**Task to carry out**
Starting at the line that contains "Would you kindly indicate the man in checkered", quote each line exactly through the last line of the entries, both included.

**Material shown**
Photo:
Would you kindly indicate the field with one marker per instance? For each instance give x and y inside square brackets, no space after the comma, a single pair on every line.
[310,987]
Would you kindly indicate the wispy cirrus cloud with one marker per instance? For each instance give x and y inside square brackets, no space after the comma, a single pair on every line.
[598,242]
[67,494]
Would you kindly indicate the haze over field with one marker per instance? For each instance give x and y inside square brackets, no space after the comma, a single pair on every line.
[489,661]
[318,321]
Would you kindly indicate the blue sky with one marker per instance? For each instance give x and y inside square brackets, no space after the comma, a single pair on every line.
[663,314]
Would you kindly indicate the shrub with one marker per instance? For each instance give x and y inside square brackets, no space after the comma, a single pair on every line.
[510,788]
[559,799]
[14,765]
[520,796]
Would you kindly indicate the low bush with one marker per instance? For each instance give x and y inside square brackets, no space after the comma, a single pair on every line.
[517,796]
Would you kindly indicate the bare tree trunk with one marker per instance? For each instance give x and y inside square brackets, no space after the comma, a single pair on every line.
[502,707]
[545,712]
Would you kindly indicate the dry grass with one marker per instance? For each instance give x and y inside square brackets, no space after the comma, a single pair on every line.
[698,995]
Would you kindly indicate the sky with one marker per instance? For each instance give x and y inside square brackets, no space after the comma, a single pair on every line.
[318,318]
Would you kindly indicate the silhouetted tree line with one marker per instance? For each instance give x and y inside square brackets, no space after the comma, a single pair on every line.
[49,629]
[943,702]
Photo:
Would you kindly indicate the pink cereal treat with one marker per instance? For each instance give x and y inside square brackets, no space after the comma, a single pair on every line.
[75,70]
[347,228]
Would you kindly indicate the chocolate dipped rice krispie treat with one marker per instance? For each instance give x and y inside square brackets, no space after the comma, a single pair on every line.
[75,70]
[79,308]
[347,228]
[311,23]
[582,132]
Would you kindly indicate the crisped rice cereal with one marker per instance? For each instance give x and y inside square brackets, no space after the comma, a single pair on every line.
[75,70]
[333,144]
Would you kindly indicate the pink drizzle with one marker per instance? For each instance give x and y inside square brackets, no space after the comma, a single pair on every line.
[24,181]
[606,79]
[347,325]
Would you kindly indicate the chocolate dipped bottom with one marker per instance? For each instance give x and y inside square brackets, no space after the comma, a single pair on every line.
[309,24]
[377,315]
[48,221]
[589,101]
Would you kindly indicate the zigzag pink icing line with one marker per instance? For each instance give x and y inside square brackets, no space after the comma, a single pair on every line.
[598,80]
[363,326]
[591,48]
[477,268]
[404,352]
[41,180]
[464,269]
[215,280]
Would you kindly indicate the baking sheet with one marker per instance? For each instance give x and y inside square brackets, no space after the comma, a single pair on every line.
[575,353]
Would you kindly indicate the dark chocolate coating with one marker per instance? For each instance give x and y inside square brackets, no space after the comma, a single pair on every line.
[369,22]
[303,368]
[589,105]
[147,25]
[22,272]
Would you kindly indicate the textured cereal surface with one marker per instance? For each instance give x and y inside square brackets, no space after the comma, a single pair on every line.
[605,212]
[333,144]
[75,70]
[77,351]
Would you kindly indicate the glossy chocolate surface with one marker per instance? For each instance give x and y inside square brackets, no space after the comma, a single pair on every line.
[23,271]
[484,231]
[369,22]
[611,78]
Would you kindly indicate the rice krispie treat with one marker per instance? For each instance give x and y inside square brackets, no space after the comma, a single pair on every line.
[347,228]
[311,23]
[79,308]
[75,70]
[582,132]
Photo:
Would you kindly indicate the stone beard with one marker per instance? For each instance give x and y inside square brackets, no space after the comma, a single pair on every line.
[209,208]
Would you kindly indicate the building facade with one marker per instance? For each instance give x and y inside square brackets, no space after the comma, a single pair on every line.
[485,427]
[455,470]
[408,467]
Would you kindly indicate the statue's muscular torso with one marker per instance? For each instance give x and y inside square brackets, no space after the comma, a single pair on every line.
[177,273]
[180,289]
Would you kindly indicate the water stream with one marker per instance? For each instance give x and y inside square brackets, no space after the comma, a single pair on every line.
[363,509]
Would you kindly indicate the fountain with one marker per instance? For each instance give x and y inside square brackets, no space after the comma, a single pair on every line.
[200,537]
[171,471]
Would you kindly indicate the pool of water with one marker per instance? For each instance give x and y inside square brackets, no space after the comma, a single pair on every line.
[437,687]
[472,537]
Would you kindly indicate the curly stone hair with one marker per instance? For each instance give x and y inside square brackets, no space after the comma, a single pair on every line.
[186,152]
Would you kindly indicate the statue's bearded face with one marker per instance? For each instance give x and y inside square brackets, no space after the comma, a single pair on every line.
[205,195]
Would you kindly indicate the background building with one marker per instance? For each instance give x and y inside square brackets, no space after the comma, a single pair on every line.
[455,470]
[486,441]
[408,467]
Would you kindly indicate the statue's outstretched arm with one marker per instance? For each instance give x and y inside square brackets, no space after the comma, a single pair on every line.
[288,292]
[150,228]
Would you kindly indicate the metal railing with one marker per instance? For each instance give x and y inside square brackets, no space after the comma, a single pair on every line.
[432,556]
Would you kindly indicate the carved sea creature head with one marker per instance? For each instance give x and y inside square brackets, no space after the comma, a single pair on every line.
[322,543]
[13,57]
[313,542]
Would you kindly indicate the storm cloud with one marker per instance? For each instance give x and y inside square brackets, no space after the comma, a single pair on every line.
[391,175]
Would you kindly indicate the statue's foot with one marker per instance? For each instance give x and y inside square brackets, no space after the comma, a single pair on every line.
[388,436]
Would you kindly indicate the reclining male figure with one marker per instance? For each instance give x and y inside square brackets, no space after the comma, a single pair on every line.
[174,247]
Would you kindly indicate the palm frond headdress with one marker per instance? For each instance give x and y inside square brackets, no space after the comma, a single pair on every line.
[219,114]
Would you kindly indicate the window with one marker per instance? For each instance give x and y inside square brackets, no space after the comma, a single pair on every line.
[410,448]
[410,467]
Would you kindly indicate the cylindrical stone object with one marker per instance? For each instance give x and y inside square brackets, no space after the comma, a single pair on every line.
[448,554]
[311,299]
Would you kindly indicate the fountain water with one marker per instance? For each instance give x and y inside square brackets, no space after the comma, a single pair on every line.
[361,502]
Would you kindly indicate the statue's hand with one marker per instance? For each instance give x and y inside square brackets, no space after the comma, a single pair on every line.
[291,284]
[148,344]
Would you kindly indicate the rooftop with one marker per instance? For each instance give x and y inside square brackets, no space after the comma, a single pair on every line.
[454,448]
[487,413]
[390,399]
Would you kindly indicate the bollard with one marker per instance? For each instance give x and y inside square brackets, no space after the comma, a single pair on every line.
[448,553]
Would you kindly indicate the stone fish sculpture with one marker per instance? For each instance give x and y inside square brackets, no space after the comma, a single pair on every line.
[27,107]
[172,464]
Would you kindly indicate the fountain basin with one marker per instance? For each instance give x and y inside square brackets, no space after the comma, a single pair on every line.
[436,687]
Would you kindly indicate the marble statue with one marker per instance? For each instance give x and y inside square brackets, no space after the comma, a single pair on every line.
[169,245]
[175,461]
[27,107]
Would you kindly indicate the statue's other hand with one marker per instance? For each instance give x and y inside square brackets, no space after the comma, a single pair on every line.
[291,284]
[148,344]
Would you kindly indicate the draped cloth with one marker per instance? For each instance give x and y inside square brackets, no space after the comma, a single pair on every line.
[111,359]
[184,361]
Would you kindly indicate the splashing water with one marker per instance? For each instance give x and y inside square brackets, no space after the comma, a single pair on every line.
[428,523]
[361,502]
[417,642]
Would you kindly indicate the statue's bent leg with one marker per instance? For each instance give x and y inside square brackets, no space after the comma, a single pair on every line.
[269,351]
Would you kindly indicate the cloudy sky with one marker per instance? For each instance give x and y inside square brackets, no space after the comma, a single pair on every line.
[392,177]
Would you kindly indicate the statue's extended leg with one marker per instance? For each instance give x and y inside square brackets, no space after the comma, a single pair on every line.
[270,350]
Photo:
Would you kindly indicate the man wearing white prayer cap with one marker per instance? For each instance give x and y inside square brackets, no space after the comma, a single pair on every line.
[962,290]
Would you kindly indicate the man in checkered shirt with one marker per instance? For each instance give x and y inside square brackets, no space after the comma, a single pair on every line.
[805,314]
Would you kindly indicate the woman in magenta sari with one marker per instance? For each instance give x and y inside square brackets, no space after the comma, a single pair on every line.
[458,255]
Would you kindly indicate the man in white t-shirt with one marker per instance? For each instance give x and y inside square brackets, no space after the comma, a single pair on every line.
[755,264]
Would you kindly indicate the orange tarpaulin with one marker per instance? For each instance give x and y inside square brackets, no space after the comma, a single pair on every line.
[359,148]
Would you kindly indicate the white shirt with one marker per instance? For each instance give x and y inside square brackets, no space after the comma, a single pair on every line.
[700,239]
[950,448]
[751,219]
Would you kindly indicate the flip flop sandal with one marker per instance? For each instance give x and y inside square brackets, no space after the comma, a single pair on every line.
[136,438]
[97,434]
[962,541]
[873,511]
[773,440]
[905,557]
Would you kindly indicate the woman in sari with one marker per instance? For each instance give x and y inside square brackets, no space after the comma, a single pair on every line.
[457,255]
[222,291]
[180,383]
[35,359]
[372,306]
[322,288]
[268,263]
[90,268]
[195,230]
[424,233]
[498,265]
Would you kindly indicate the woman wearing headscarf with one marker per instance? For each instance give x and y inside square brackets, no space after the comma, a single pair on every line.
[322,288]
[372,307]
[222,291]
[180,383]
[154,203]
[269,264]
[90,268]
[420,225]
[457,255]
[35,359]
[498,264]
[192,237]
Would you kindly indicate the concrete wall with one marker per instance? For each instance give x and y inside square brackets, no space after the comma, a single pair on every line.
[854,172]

**The completed task**
Would you kindly indicate the man in checkered shirt with one marker per instance? For each instance give x and y inside square brackets, no space after the comma, a single pair on every line.
[805,314]
Would you kindly indicate the woman in magenta sari with one marker per instance? For each instance give x and y inside square brackets, no space after the comma, a single pair on every line.
[458,255]
Would you kindly indicate the man in white t-shirt with one marker per instance? For each instance give x and y inside square brackets, no space after the comma, a single pair on every line.
[755,264]
Would you kindly indicate the orange tarpaulin with one marker per instance? For each instance give x and y inside square brackets, no space after the comma, a single pair on every line.
[359,148]
Would you kindly indicate the white shirt with one marker per instance? For each instance give x and y inside square brackets, no space after the comma, a single pair on every line.
[700,239]
[950,448]
[751,219]
Would you kindly indicate the flip flop sandal with one marker per instance? For each instance give x and y inside square brackets, no space after the comma, a single pair on every line.
[136,438]
[97,434]
[962,541]
[873,511]
[773,440]
[905,557]
Would you kindly indicate the woman in sari with one marker per instance? For each instance give x and y inside square brackets, no space after the comma, a single pair on every line.
[457,255]
[222,291]
[180,383]
[35,359]
[372,306]
[322,288]
[268,263]
[90,268]
[195,230]
[424,233]
[498,265]
Would you kindly indicate the woman wearing headscarf with one marker per instance? For each instance give x and y inside square brackets, no space after the comma, a single pair on every line.
[322,288]
[372,307]
[222,291]
[180,383]
[154,203]
[269,264]
[90,268]
[420,225]
[457,255]
[35,359]
[498,264]
[192,237]
Would you kindly indicate the concrete wall with one marker per instance? For each instance give x and y inside square brackets, no space after the comma, a single pair on every line.
[854,172]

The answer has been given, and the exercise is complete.